++++ TEXT EXTRACT ++++
The unjust enrichment of an ex-spouse can pose significant financial challenges after separation. This article explores the remedies available to restore economic balance between common-law partners, based on the provisions of the Civil Code of Québec.
Despite the imminent coming into force of the new provisions of the Civil Code of Quebec providing for the introduction of the parental union regime (which will include the possibility for one spouse to claim a compensatory allowance from the other), the unjust enrichment remedy currently remains the main pecuniary recourse that one spouse can assert against the other following a separation.
This remedy is essentially designed to balance the finances between de facto spouses after their separation, provided certain criteria are met.
APPLICATION CRITERIA
The unjust enrichment remedy is codified in article 1493 of the Civil Code of Québec. To claim unjust enrichment, the financially aggrieved spouse must prove :
(a) Enrichment: It must be proven that one of the spouses has been enriched during the union, either through an increase in the patrimony of the enriched spouse, or through services rendered by the impoverished spouse to the enriched spouse;
(b) Impoverishment: You must prove that you became impoverished during the union, which may take the form of a loss of earnings;
(c) A correlation between enrichment and impoverishment: you became poorer because your spouse became richer, and vice versa;
(d) Lack of justification: the enrichment must be without legal reason, i.e. without legal or conventional justification;
(e) Absence of other remedies: For an action for unjust enrichment to be brought, the injured party must have no other contractual means or remedy available to him or her.
Insofar as the financially injured spouse can prove all the above criteria, he or she will be entitled to compensation for his or her contribution to the enriched person’s patrimony.
There are two main methods of calculating enrichment:
1. that based on the value received, corresponding to the amount the enriched party would have had to spend to receive the service, and
2. The accumulated value method, which seeks to determine the contribution of the financially aggrieved spouse to the overall wealth of two parties built up through their joint efforts.
VALUE RECEIVED VS. ACCUMULATED VALUE
In the case of value received, the impoverished will be awarded an amount typically representing what the impoverished should have received as remuneration for the services received. In the case of accumulated value, which is based more on Common Law principles, instead of paying an indemnity as provided for in the Civil Code of Québec, the party who has contributed to the enrichment of the other receives, as compensation, a right of ownership in property.
++++
TASK: Reproduce the unjust enrichment text between "The unjust enrichment of" and "provisions of the Civil Code of Québec.", inclusive, swapping "common-law partners" for "de facto spouses".
++++ INFORMATION GIVEN ++++
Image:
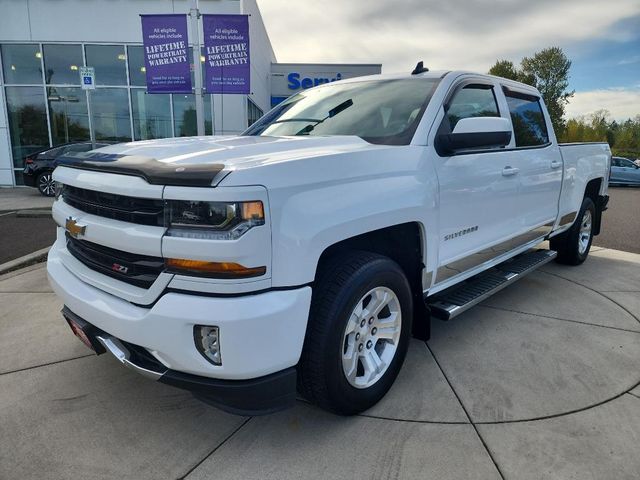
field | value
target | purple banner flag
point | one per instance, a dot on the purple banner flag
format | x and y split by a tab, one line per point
++++
THE REPLY:
The unjust enrichment of an ex-spouse can pose significant financial challenges after separation. This article explores the remedies available to restore economic balance between de facto spouses, based on the provisions of the Civil Code of Québec.